Referring expression pointing data
- - - - -

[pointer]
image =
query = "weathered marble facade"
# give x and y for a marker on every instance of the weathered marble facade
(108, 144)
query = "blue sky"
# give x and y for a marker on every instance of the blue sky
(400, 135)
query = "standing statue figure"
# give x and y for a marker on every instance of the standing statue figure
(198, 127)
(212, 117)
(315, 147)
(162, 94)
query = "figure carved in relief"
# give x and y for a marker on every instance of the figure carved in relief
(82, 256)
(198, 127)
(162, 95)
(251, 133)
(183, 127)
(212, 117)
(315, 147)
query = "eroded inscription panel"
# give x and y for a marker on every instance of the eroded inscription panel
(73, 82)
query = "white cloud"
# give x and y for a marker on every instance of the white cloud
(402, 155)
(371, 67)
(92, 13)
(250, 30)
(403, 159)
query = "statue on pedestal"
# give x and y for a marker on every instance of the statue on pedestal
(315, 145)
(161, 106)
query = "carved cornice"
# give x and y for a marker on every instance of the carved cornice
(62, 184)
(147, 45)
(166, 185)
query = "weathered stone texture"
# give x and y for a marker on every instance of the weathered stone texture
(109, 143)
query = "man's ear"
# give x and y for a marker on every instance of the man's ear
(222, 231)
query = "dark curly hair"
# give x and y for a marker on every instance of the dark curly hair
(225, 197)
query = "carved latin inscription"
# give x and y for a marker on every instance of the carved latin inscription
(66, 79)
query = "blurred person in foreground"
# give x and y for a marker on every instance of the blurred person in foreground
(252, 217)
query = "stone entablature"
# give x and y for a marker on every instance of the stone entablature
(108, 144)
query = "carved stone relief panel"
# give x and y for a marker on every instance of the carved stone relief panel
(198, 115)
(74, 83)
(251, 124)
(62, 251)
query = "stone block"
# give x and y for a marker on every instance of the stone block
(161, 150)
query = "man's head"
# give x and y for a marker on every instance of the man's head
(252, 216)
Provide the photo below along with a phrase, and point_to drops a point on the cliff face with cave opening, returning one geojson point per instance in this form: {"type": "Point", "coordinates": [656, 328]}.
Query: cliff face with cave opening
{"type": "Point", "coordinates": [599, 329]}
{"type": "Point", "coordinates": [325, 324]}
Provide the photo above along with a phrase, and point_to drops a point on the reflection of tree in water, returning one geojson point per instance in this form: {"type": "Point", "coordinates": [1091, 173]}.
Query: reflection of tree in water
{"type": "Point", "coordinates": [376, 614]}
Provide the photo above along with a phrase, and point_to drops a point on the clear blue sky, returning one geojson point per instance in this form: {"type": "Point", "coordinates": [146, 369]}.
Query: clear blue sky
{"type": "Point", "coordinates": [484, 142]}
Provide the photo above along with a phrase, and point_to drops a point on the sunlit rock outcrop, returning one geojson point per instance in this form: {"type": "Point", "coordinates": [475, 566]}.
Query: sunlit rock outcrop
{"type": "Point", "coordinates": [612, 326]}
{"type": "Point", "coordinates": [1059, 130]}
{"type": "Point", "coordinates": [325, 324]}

- - - - -

*Exercise:*
What lines above contain the word "this"? Return each such line.

*Response:*
Provide the photo below along with a phrase, and point_to drops a point on the cliff face with cave opening, returning one geojson point per instance in this form: {"type": "Point", "coordinates": [656, 328]}.
Provide the photo above along with a phrase, and point_to drops a point on the reflection of tree in water, returning one geojson point per instance in this form: {"type": "Point", "coordinates": [1091, 173]}.
Provide the photo above along with a phrase, and point_to drops a point on the clear blue sky, returning one geojson point per instance in this form: {"type": "Point", "coordinates": [146, 369]}.
Provide the photo above along with a phrase, and point_to drops a point on the sunlit rock outcrop, returning one geojson point per instance in this form: {"type": "Point", "coordinates": [475, 566]}.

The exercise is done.